— BEGIN Selected passage —
So far as I can see, Aksoy raises three different issues:

First, he suggests that I construct rational behaviour too narrowly, and that this leads me to overlook that it may well be rational to engage in several different, complementary forms of political activity at the same time. Rational behaviour in politics is not a zero-sum game.

Second, Aksoy argues that the discussion of the first two voting scenarios that I outline in the paper (which he thinks are essentially the same) would benefit from a more extensive discussion of strategic voting. This is because, according to Aksoy, strategic voting requires processing more information than other forms of voting.

Third, Aksoy presses me to say more about the proposal of trans-nationalising European Parliament elections, asking in particular how political actors can be incentivised to cooperate more in transnational party groups.

I will discuss the three points in turn.

Constructing Rational Behaviour Too Narrowly

I begin with the first objection, which starts from my claim that it is rational to vote unless the expected utility of any other action is higher than the expected utility of being part of the efficacious set (for an extensive discussion of the “efficacious set”-account of rational voting, see pages 296-299 in my paper). The example used in the paper to illustrate this is as follows:

[A] voter may in-principle want a particular party to win a particular election (she thinks this party is the best of all available ones), and also judge that her vote could be in the causally efficacious set, but still rationally decide not to vote because she is fundamentally unconvinced that the party’s front runner is capable of effecting the positive change she would like to see (for instance because she thinks that the front runner has diluted the party’s ideological profile and ratcheted down political ambitions). Instead of voting, she then decides to join her local party branch in order to contribute to restoring the party’s original ideological profile—an action she (rightly or wrongly) considers to have a higher expected utility than voting (298).
— END Selected passage —
— BEGIN Given entries —
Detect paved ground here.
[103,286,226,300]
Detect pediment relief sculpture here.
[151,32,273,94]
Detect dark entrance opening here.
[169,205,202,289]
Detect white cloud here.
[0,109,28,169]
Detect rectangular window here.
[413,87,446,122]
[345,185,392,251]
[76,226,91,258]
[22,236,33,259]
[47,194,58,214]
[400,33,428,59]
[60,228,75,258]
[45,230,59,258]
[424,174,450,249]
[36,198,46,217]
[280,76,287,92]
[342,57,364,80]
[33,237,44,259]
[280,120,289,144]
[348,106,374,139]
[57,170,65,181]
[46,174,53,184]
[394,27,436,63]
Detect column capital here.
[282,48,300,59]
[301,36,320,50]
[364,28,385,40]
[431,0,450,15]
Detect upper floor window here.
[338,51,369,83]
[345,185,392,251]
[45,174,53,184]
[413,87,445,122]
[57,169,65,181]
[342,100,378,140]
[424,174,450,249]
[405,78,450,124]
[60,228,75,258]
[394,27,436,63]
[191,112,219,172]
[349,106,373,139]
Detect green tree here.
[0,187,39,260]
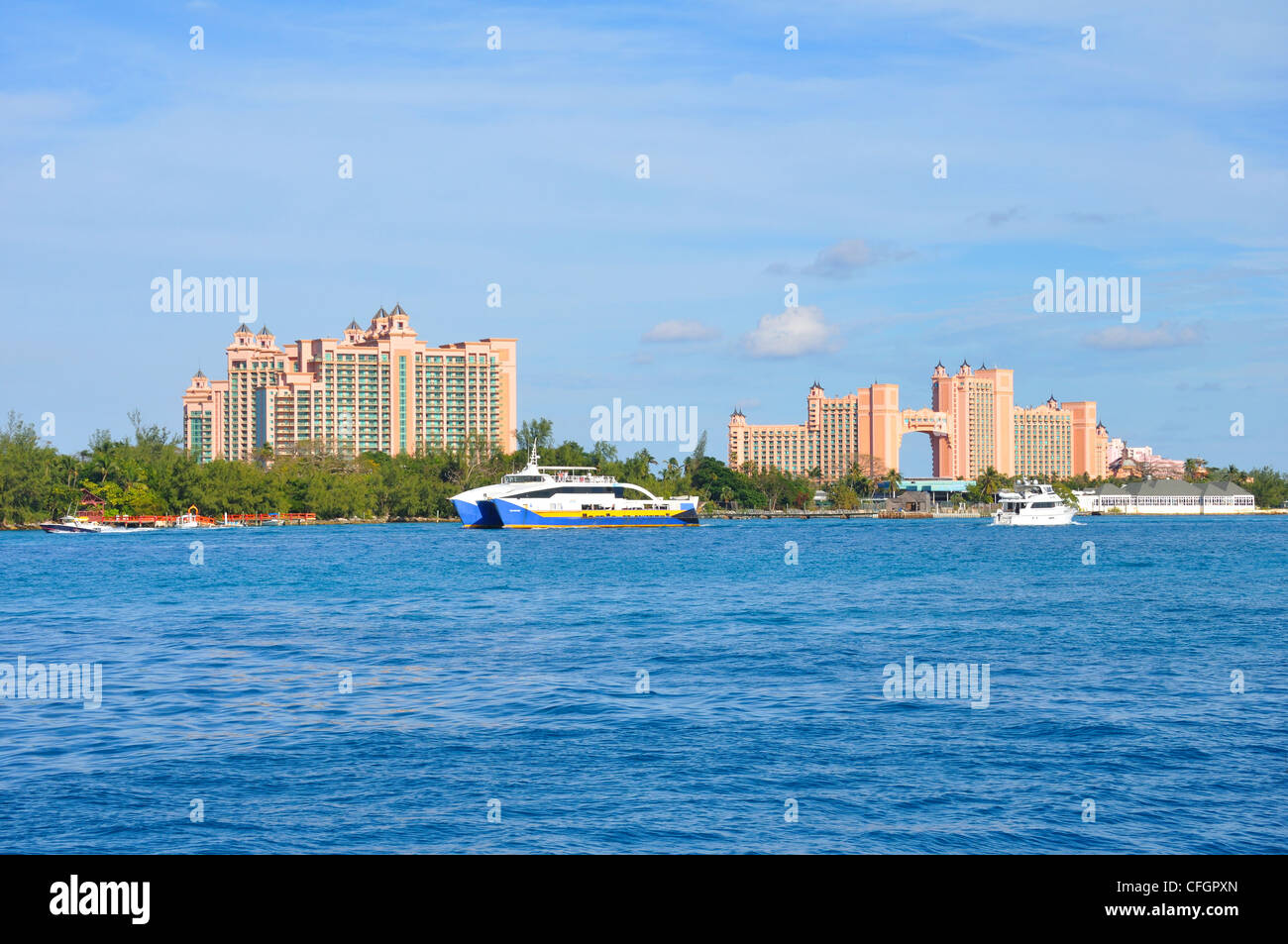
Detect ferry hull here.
— END Given entries —
» **Problem set**:
**1.** State each of the three issues that Aksoy raises in the reply to Aksoy, one short line per issue.
**2.** Reproduce the part of the reply to Aksoy between "Second, Aksoy argues" and "points in turn.", inclusive.
The records are not needed for this work.

» **Worked solutions**:
**1.**
1. Rational behaviour is constructed too narrowly, overlooking that it may be rational to engage in several different, complementary forms of political activity at the same time.
2. The discussion of the first two voting scenarios would benefit from a more extensive discussion of strategic voting.
3. More should be said about the proposal of trans-nationalising European Parliament elections, in particular how political actors can be incentivised to cooperate more in transnational party groups.

**2.**
Second, Aksoy argues that the discussion of the first two voting scenarios that I outline in the paper (which he thinks are essentially the same) would benefit from a more extensive discussion of strategic voting. This is because, according to Aksoy, strategic voting requires processing more information than other forms of voting.

Third, Aksoy presses me to say more about the proposal of trans-nationalising European Parliament elections, asking in particular how political actors can be incentivised to cooperate more in transnational party groups.

I will discuss the three points in turn.